Problem: Print all entries word for word.

Phrase grounding data
▼▼▼
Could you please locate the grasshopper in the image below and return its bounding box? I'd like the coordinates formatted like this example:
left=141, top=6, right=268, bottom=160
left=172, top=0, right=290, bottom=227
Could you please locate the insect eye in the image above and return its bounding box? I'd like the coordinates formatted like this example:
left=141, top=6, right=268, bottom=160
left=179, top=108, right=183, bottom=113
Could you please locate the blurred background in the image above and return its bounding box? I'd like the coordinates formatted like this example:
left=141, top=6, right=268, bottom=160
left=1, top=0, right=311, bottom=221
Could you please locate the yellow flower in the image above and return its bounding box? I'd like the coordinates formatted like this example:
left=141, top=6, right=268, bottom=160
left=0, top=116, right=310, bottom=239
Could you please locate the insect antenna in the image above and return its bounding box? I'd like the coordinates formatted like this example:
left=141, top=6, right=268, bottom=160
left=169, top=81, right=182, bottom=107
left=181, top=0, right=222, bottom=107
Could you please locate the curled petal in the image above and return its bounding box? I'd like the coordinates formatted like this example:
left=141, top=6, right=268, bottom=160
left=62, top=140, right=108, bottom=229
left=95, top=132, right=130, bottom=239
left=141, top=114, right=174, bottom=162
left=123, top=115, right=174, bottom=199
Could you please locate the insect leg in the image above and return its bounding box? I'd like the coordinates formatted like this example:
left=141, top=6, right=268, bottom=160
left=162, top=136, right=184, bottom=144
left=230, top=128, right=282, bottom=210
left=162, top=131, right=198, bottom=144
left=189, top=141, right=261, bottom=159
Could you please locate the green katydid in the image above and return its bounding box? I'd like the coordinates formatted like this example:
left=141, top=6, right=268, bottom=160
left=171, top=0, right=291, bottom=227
▲▲▲
Result for this exercise:
Could you please locate the grasshopper in the image below and return its bounding box? I'd like the coordinates formatted like this example:
left=141, top=6, right=268, bottom=160
left=172, top=0, right=290, bottom=227
Could you please locate the insect eye in the image above and return its bounding box? I'd like the coordinates formatted like this example:
left=141, top=6, right=268, bottom=160
left=179, top=108, right=183, bottom=113
Could you please locate the blurred background in the image above and return its bounding box? I'd like the coordinates formatted like this example:
left=141, top=6, right=268, bottom=160
left=1, top=0, right=311, bottom=221
Could you please locate the yellow flower in the image above and return its bounding box? I'd like the coordinates formatted like this example:
left=141, top=6, right=268, bottom=160
left=0, top=116, right=310, bottom=239
Could you please locate the insect antenna in the image above and return its bounding box? I'd like the coordinates formatted like this example:
left=141, top=6, right=268, bottom=160
left=169, top=81, right=182, bottom=107
left=181, top=0, right=222, bottom=107
Could you please locate the curled petal in the image above and return its bounding box? I'd like the coordinates formatted like this example:
left=141, top=6, right=268, bottom=160
left=62, top=140, right=108, bottom=229
left=95, top=132, right=130, bottom=239
left=141, top=114, right=174, bottom=162
left=123, top=115, right=174, bottom=199
Could you please locate the insect leg in the image above and return its bounding box? I'd like the coordinates formatted like this example:
left=141, top=6, right=268, bottom=160
left=162, top=136, right=184, bottom=144
left=230, top=128, right=282, bottom=210
left=162, top=131, right=198, bottom=144
left=189, top=141, right=261, bottom=159
Could you please locate the green katydid in the image above and return its bounding box? I'd like the coordinates formatted like this example:
left=141, top=6, right=268, bottom=160
left=171, top=0, right=291, bottom=227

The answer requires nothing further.